EXCERPT PROVIDED:
Content starts

As we were leaving the movie theater after watching the new Annette Bening film, Mother and Child, my husband leaned into me and said, “I usually don’t like movies with sad endings, but that one was good.” What surprised me was not that my husband enjoyed Mother and Child, a character-driven indie flick still in limited release as it struggles for multiplex screen space against summer action flicks and sophomoric comedies. Mother and Child has a compelling plot, complex characters, mature themes and talented actors. What’s not to like?
My bewilderment stemmed from my husband labeling Mother and Child, a movie whose ending I thought was hopeful and inspiring, as “sad.”
A stint in marriage counseling from a previous life taught me that each person has his or own “movie” of any relationship. Thus, a neutral third party can hear almost any marriage described separately by the husband and wife and legitimately wonder if these two people are even in the same marriage. That’s because we each bring our own unique perspective to a relationship based on our distinct personalities, family history, life experiences and even our DNA, differences that filter what each person sees and hears, resulting not only in dramatically different perspectives, but sometimes even totally different narratives.
When we watch a theatrical movie, a similar phenomenon occurs. Based on the complex mixture of ingredients that comprise who we are, we absorb those parts of the movie that speak to our personal experience and filter out that which does not apply.
Spoiler Alert: Mother and Child Ending Revealed
If you have not yet seen Mother and Child, you may wish to stop reading now and return to this article after you have seen the movie.
At the end of Mother and Child, the lead character Karen (Annette Bening) learns that because of a clerical error, she will never meet the daughter she gave up for adoption when she was 14. At age 37, Karen’s daughter Elizabeth (Naomi Watts) had finally written a letter requesting a meeting with her biological mother-the neurotically obsessed Karen-who had previously submitted a letter to the adoption agency expressing a desire to meet the daughter she had not seen since the day she delivered her. But because Elizabeth’s letter was errantly placed in the wrong file, Karen is devastated to learn that her daughter died in childbirth betwixt the time her letter was received and the error was spotted.
My husband, whose younger brother died in a tragic bicycle accident when they were both children, perceived the ending of Mother and Child to be sad, because Karen would never have the chance to get to know the daughter she gave up for adoption. My husband similarly never got to know his brother from the point at which he died, and, more than 50 years later, he still feels the loss profoundly. The permanence of death and the loss of the relationship that could have been resonated within Drew in a way I could never fathom, since I have never suffered a similar loss. For him, the tragic loss of the mother and daughter’s opportunity to forge a relationship overshadowed other elements of the ending of Mother and Child that I found more bright and hopeful.
As a woman in her fifties who has undergone transformation in mid-life, as did Karen, I related to the beautiful flower Karen had blossomed into at the end of the movie, an almost miraculous shift from the prickly cactus version of Karen who appeared in the first half of the movie. Even though the new-and-improved Karen would never have a relationship with her biological daughter, she now has a healthy relationship with the sensitive and caring Paco (Jimmy Smits) and the promise of a relationship with Elizabeth’s daughter, Ella, who was given up for adoption after Elizabeth died in childbirth.
No doubt an infertile couple, a mother who has adopted a baby or even the mother of a teenaged girl who influenced her daughter to give up a child for adoption would have still different, yet equally valid, perspectives of Mother and Child and its complex, ambiguous ending. As with a marriage or any relationship, the movie Mother and Child is many movies, and the movie you see will largely depend on the person who is sitting in your seat at the movie theater.

Content ends

YOUR TASKS:
1/ In the review, update the part that opens with "My husband, whose" and closes with "bright and hopeful.", replacing "bicycle accident" with "car accident".
2/ According to the review, what is the name of Elizabeth's daughter?
The data after the review plays no part in any of this.

RECORD EXTRACTS:
Content starts

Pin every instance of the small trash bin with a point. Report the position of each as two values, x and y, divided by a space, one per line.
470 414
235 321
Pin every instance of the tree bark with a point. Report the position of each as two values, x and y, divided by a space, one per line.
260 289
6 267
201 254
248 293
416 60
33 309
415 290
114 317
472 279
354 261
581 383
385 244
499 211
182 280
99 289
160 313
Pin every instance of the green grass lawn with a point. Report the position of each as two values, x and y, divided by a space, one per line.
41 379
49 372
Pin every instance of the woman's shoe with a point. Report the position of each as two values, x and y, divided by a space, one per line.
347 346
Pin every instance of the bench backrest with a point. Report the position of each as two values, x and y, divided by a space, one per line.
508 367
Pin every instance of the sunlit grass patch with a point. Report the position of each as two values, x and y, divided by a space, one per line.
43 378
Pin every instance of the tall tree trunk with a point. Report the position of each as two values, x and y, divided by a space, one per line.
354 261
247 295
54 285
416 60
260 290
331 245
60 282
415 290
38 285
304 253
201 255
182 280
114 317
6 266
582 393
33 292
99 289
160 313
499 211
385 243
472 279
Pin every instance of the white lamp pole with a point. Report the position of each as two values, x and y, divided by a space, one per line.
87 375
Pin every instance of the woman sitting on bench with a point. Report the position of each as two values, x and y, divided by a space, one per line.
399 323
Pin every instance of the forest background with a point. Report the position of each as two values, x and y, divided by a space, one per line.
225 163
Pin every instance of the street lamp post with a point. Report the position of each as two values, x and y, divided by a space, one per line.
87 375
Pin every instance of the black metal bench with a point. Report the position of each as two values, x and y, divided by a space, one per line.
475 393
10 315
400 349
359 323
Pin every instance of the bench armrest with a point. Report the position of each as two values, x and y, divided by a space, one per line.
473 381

Content ends

SOLUTIONS TO EACH TASK:
1/
My husband, whose younger brother died in a tragic car accident when they were both children, perceived the ending of Mother and Child to be sad, because Karen would never have the chance to get to know the daughter she gave up for adoption. My husband similarly never got to know his brother from the point at which he died, and, more than 50 years later, he still feels the loss profoundly. The permanence of death and the loss of the relationship that could have been resonated within Drew in a way I could never fathom, since I have never suffered a similar loss. For him, the tragic loss of the mother and daughter’s opportunity to forge a relationship overshadowed other elements of the ending of Mother and Child that I found more bright and hopeful.

2/ Ella